### Source
So, in the absence of all of that, the only thing we have is theory. 
Well, theory and your Illinois example. I think that it's a very risky 
assumption to put the Illinois example against Yee, criteria, etc. and 
then say that the Illinois example wins. Furthermore, I think it's silly 
to take that risk when the opportunity of reform presents itself: better 
do it right and have something that *will* work, than rely on limited 
examples and push for something that only might.

You differ, so we've reached our disagreement. Which brings me to this...

>> What kind of information would resolve the difference? What observation
>> would make you think IRV is more likely to pull harder than STV pushes,
>> or that advanced voting methods are so good that IRV is a net loss?
>
> dlw: I don't expect LTPs woud resolve "IRV is more likely to pull harder
> than STV pushes".  I do expect that the use of 3-5 seat forms of PR in
> "more local" will give a greater return than IRV or any other
> single-seat election, due to de facto segregation. I expect a variety of
> voting methods to be tried out, sometimes multiple at the same time with
> the results then processed by the LTPs.  I also expect we'd find that
> different election rules are better for different sorts of elections,
> which is something that'll also emerge from case-studies of experimental
> results.
>
>> KM: You have suggested using Bayesian regret as a heuristic. I have been
>> away for some time. I haven't replied to your Bayesian regret post, and
>> I will likely be more idle in the future than I am now, as well. But all
>> that said, if you want to use Bayesian regret as a heuristic, how much
>> weight would you put on it? If the improvement of IRV over Plurality is
>> 100%, how much do you need for the advanced methods over IRV? 50%? 100%?
>> 1000%?
>
> dlw: My heuristic arg is that typically comparisons of election rules
> have presumed 7 candidates.  I argue that 4 candidates is more
> realistic, since there are limits in the number of serious candidates in
> single-winner elections.  In a 4 candidate election, the select
> candidates at random rule would do quite a bit better for BR than in a 7
> candidate election.  And if that rule does better so would all of the
> other rules between it and the Score Vote/Approval Vote rule.   Then,
> you can also add the effect of hybridization between AV and IRV
> IRV3/AV3, which is bound to redress some of typical args made against
> IRV by its electoral analytical critics. Thus, |Xirvav-Xoth| gets
> lowered and consequently the Ps become more important for deciding what
> is the right election rule alternative to FPTP to push for right now.

You still haven't given me any numbers. If we're going to resolve 
anything, we'd have to find some kind of agreement as to what data would 
be accepted.

### Provided material
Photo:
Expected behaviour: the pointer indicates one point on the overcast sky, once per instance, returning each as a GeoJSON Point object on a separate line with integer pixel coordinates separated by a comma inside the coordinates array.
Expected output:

### Description of the task
Please pick up the discussion of IRV and other voting methods after its final sentence and keep it going. The data above is separate from the discussion of voting methods.

### Task response
Say, for instance, that I run the Bayesian regret calculations, and that 
I decide to limit myself to four candidates (even though I think there 
should be more), so that you can't dispute that aspect. Say, further, 
that I get a result that the best Condorcet rule improves upon IRV about 
10% as much as IRV improves upon Plurality. Then you could easily say 
"see, Condorcet isn't worth it". On the other hand, if I got a result 
that the best Condorcet rule improves upon IRV 10x as much as IRV 
improves upon Plurality, then you could also claim "yeah, but that's a 
static simulated result under conditions that aren't realistic, so in 
reality X_other - X_irv is still small".

After the fact, it would be simple for either of us to readjust the 
rules of the game, as it were, so that we get off free. If the Bayesian 
regret heuristic is going to solve anything, it must have power, and it 
doesn't have power if we can just step around the result no matter what 
it might be.



I suppose, then, that what I'm really saying is this: you discard 
theoretical points by saying theory isn't practice, that you're 
middle-brow so it doesn't matter anyway, and even *if* they showed the 
other rules are better, they don't show the other rules are *that much* 
better. You discard what little practical (experimental) data we have by 
saying that it's inapplicable (AU) or that the conclusion was just 
because of interference from scheming Plurality advocates (Burlington).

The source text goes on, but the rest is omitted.